Write each line out a second time, exactly as shown below.

Data records section start

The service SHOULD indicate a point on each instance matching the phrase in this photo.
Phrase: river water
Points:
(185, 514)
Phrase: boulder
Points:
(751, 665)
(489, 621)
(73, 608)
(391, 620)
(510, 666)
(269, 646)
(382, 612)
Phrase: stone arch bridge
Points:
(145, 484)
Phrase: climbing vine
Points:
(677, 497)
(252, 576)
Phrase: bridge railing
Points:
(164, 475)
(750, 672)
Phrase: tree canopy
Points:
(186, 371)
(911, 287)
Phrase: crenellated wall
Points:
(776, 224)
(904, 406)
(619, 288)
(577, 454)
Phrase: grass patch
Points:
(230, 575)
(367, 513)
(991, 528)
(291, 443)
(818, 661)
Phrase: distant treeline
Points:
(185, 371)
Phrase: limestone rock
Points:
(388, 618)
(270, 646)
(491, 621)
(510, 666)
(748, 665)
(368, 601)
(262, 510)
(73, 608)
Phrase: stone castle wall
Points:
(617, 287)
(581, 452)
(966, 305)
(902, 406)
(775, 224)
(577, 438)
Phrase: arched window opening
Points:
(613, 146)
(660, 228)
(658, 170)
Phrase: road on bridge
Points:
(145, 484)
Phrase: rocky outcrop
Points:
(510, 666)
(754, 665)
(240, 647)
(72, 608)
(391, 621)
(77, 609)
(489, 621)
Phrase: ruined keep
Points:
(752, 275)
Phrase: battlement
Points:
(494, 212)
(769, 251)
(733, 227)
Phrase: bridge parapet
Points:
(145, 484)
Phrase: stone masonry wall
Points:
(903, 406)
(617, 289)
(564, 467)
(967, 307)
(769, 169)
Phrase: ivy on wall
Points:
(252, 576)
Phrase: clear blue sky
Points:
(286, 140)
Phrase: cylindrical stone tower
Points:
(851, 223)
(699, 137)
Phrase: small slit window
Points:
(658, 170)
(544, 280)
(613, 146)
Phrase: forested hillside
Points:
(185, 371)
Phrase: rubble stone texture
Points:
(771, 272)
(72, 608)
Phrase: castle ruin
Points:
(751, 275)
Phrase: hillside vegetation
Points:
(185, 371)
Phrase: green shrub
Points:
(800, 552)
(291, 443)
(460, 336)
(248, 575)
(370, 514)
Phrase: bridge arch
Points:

Data records section end

**Expected output:**
The service SHOULD indicate a point on each instance matching the phrase in this photo.
Phrase: river water
Points:
(185, 514)
Phrase: boulder
Points:
(751, 665)
(489, 621)
(73, 608)
(391, 620)
(510, 666)
(269, 646)
(382, 612)
Phrase: stone arch bridge
Points:
(145, 484)
Phrase: climbing vine
Points:
(677, 497)
(252, 576)
Phrase: bridge railing
Points:
(164, 475)
(750, 672)
Phrase: tree canopy
Points:
(186, 371)
(911, 287)
Phrase: crenellated wall
Points:
(776, 224)
(904, 406)
(619, 288)
(577, 454)
Phrase: grass patch
Points:
(230, 575)
(367, 513)
(991, 528)
(291, 443)
(818, 661)
Phrase: distant treeline
Points:
(185, 371)
Phrase: limestone rock
Points:
(388, 618)
(270, 646)
(491, 621)
(510, 666)
(748, 665)
(368, 601)
(262, 510)
(73, 608)
Phrase: stone castle wall
Points:
(617, 287)
(581, 452)
(966, 305)
(902, 406)
(775, 224)
(577, 438)
Phrase: arched window opening
Points:
(613, 146)
(660, 228)
(658, 170)
Phrase: road on bridge
Points:
(145, 484)
Phrase: rocky outcrop
Points:
(510, 666)
(754, 665)
(240, 647)
(72, 608)
(391, 621)
(77, 609)
(489, 621)
Phrase: ruined keep
Points:
(752, 275)
Phrase: battlement
Points:
(494, 212)
(769, 251)
(733, 227)
Phrase: bridge parapet
Points:
(145, 484)
Phrase: stone masonry wall
Points:
(903, 406)
(617, 289)
(564, 467)
(967, 307)
(769, 169)
Phrase: ivy on wall
Points:
(252, 576)
Phrase: clear blue sky
Points:
(286, 140)
Phrase: cylindrical stone tower
Points:
(851, 223)
(699, 137)
Phrase: small slit window
Points:
(658, 170)
(544, 280)
(613, 146)
Phrase: forested hillside
Points:
(185, 371)
Phrase: rubble stone texture
Points:
(771, 272)
(72, 608)
Phrase: castle ruin
Points:
(751, 275)
Phrase: hillside vegetation
Points:
(185, 371)
Phrase: green shrub
Points:
(800, 552)
(291, 443)
(460, 336)
(248, 575)
(370, 514)
Phrase: bridge arch
Points:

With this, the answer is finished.